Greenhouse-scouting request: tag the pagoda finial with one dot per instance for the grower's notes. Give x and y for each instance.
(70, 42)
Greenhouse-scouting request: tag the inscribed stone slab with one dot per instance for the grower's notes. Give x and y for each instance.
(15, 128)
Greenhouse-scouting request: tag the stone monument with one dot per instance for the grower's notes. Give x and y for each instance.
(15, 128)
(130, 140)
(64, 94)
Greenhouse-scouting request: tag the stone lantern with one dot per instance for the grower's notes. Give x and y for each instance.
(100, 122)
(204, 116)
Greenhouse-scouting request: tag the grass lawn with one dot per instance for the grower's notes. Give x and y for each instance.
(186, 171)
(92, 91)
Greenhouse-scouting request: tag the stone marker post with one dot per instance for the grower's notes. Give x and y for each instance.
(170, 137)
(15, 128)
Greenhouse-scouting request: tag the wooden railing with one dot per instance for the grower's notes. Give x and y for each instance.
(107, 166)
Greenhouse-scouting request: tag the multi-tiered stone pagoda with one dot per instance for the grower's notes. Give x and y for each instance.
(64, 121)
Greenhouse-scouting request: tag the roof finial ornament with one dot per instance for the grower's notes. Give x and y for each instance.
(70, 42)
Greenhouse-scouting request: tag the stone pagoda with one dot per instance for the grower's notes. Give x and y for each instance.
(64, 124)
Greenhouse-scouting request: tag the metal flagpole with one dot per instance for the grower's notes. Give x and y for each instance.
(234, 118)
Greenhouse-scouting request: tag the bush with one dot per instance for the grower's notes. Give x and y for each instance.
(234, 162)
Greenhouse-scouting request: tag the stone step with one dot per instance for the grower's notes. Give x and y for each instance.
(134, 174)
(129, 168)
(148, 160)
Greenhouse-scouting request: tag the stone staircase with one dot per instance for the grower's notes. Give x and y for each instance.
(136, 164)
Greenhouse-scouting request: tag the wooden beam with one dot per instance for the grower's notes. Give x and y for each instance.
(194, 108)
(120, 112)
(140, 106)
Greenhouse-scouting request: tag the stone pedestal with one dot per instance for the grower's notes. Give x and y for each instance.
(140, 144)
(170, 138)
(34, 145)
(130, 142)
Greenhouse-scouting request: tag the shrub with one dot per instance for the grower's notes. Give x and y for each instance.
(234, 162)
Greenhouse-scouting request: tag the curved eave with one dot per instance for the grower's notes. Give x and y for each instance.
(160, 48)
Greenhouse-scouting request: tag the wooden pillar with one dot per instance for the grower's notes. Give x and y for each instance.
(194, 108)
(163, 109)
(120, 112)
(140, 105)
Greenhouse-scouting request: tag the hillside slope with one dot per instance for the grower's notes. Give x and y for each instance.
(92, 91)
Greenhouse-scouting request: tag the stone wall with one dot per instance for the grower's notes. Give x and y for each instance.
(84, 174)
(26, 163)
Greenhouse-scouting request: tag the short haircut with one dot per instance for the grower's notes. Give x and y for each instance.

——————

### What you should do
Transcribe each record shown above, exactly.

### Task output
Greenhouse-scouting request: tag the pagoda finial with one dot per instance for the grower's notes. Give x and y for each instance.
(70, 42)
Greenhouse-scouting request: tag the inscribed stone slab with one dot per instance for the grower's notes. Give x and y for each instance.
(15, 128)
Greenhouse-scouting request: tag the stone monument with one dot per instance for the grower's notes. Give x and y for each instance.
(15, 128)
(130, 140)
(64, 94)
Greenhouse-scouting request: tag the stone lantern with one dot per instance for the grower's notes. Give x and y for each instance.
(100, 122)
(204, 116)
Greenhouse-scouting request: tag the grass lawn with one dot per instance for the grower's notes. Give x and y for each instance.
(186, 171)
(92, 91)
Greenhouse-scouting request: tag the stone marker post with one dot per instance for the grower's notes. Give x and y for each instance.
(170, 137)
(15, 128)
Greenhouse-scouting request: tag the wooden railing with one dot per instance for the grower's notes. Give x and y for each instance.
(107, 166)
Greenhouse-scouting request: tag the multi-tiered stone pagoda with one dot per instance for the grower's notes. Give x and y for each instance.
(64, 121)
Greenhouse-scouting request: tag the roof finial ornament with one dot per instance for the grower's notes. Give x and y for each instance.
(70, 42)
Greenhouse-scouting request: tag the stone pagoda with one dot per instance for the grower's notes. Give x and y for each instance.
(64, 124)
Greenhouse-scouting request: tag the metal flagpole with one dot per instance for the grower's notes. Give x and y for each instance.
(234, 118)
Greenhouse-scouting request: tag the bush with one dot per instance for the grower's notes. Give x and y for each instance.
(234, 162)
Greenhouse-scouting request: tag the stone step with one dot per instance for the grower's notes. Give x and y for each instance.
(134, 174)
(129, 168)
(148, 160)
Greenhouse-scouting request: tag the stone staircase with one dot per instance for the grower's notes. Give x and y for each instance.
(136, 164)
Greenhouse-scouting request: tag the wooden beam with one dot per instance for the grower's notes. Give x and y for each instance.
(194, 108)
(120, 112)
(140, 106)
Greenhouse-scouting request: tag the stone pedestal with one dot per instance for the grower's notes. Give x and y for each instance.
(140, 144)
(170, 138)
(34, 145)
(130, 142)
Greenhouse-scouting request: tag the shrub with one dot per instance for the grower's notes. Give x and y for each instance.
(234, 162)
Greenhouse-scouting request: tag the curved eave with one dot per instance for the grower's notes. Give x and y for each instance.
(160, 48)
Greenhouse-scouting request: tag the wooden pillar with one dot per instance for the grower's notes. Give x and y for each instance.
(194, 108)
(163, 109)
(120, 112)
(140, 105)
Greenhouse-scouting request: tag the hillside slope with one dot per instance for the grower's notes. Give x and y for each instance.
(92, 91)
Greenhouse-scouting request: tag the stone wall with one dot per instance for the grower's notes. Give x and y for each instance.
(84, 174)
(26, 163)
Greenhouse-scouting request: tag the short haircut with one dot per instance for the grower's notes. Give x and y for each instance.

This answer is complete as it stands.